Exercise goal
Faithfully repeat all of the records, as they are written below.

Referring expression pointing data:
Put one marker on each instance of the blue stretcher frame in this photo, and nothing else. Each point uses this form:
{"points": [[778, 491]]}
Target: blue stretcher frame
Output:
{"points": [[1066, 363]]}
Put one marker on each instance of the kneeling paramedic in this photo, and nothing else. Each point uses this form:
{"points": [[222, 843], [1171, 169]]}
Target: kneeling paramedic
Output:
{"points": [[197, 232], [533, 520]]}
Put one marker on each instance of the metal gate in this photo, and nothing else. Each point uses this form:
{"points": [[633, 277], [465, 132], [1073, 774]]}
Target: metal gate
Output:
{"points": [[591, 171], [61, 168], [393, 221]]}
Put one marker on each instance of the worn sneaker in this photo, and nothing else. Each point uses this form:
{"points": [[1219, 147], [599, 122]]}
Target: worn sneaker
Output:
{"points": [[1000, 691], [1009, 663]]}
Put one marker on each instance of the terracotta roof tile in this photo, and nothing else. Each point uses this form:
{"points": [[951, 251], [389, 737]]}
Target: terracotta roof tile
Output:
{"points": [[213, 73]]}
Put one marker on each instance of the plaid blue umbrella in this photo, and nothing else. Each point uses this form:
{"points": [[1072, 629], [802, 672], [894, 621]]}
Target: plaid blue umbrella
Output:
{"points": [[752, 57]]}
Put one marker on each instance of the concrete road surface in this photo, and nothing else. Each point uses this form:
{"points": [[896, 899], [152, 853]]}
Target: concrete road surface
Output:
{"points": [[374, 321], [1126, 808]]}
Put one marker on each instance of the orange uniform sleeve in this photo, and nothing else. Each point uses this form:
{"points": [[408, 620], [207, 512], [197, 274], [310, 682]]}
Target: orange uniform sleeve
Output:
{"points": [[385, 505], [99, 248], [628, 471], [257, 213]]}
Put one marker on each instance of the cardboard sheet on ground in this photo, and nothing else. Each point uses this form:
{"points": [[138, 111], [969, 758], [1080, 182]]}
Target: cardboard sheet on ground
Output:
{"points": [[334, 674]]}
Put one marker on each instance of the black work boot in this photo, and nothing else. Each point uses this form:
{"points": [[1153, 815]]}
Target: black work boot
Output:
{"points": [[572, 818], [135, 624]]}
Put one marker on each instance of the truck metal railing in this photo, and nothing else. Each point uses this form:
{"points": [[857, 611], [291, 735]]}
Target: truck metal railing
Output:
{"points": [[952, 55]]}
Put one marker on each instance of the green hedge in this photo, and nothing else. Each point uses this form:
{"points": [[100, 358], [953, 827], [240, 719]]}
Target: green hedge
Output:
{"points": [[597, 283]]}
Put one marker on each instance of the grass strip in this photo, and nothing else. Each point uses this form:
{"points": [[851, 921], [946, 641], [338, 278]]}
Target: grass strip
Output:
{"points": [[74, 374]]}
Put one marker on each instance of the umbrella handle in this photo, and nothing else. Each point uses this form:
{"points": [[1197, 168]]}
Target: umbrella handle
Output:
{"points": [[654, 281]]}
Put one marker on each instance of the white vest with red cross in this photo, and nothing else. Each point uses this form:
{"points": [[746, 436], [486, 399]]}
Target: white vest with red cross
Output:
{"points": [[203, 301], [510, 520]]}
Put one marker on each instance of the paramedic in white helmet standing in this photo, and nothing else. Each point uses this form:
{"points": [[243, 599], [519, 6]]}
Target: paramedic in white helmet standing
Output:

Written response
Put one marker on each instance of the blue stretcher frame in this photo, and nothing else. Each point uses this form:
{"points": [[778, 491]]}
Target: blue stretcher frame
Output:
{"points": [[1066, 363]]}
Put one marker on each instance of the kneeling paramedic in this photo, and nothing else. Each point uses this form:
{"points": [[222, 843], [1171, 169]]}
Target: kneeling paramedic
Output:
{"points": [[197, 232], [533, 520]]}
Put one marker on each instance of the metal gate in this photo, and nothing else. Each point uses this form:
{"points": [[633, 277], [465, 132], [1073, 774]]}
Target: metal gate
Output:
{"points": [[591, 171], [61, 168], [393, 221]]}
Put one marker on each instance of the worn sneaker in this photo, and nothing else. Each point uses this form:
{"points": [[1219, 147], [599, 122]]}
Target: worn sneaker
Output:
{"points": [[1000, 691], [1009, 663]]}
Put one marker on each instance of the terracotta roof tile in this photo, and nothing else. Each point uses this form:
{"points": [[951, 251], [389, 737]]}
Target: terracotta roof tile
Output:
{"points": [[213, 73]]}
Put one marker on each instance of the plaid blue umbrella in this photo, and nothing else. Each point uses this form:
{"points": [[1072, 629], [802, 672], [894, 621]]}
Target: plaid blue umbrella
Output:
{"points": [[752, 57]]}
Put one marker on each instance of the concrete road surface in this photo, and nothing else. Each point uses this form:
{"points": [[896, 899], [152, 853]]}
Target: concrete road surface
Output:
{"points": [[374, 321], [1126, 808]]}
Put one marker on each instance of the orange uniform sleeve in this photo, and nothing else. Each point uses this form:
{"points": [[408, 620], [207, 512], [197, 274], [310, 682]]}
Target: orange uniform sleeve
Output:
{"points": [[385, 505], [99, 248], [628, 471], [257, 213]]}
Put one marker on each instance of the cardboard sheet on ground in this photo, and nothing else. Each point uses this form:
{"points": [[138, 111], [969, 758], [1080, 182]]}
Target: cardboard sheet on ground
Output:
{"points": [[334, 674]]}
Put one marker on each instance of the black work boot in this photo, and nothing else. Each point uses this form:
{"points": [[1153, 815]]}
Target: black work boot
Output:
{"points": [[572, 818], [135, 624]]}
Put one marker on each instance of the truck metal railing in this photo, and nothing else. Each point uses this form:
{"points": [[857, 611], [291, 735]]}
Target: truck metal railing
Output:
{"points": [[952, 55]]}
Put one marker on each instance of the green hedge in this photo, and nothing else. Each point uses this form:
{"points": [[100, 358], [953, 827], [240, 719]]}
Target: green hedge
Output:
{"points": [[597, 283]]}
Put one marker on each instance of the grass strip in this photo, and nothing else. Each point uses this form:
{"points": [[851, 921], [946, 641], [338, 278]]}
Target: grass strip
Output:
{"points": [[74, 374]]}
Put one marker on each instance of the umbrella handle in this photo, and nothing else. Each point uses this form:
{"points": [[1197, 168]]}
Target: umbrella handle
Output:
{"points": [[654, 281]]}
Put one marker on each instance of the white vest with red cross in this photo, and nothing else. Each point uses this form:
{"points": [[746, 436], [486, 399]]}
Target: white vest with red cross
Output:
{"points": [[203, 301], [510, 520]]}
Put one marker on each instance of the paramedic in white helmet standing in this photo, and nothing else. Each point uses this form:
{"points": [[243, 599], [519, 6]]}
Target: paramedic in white helmet standing
Output:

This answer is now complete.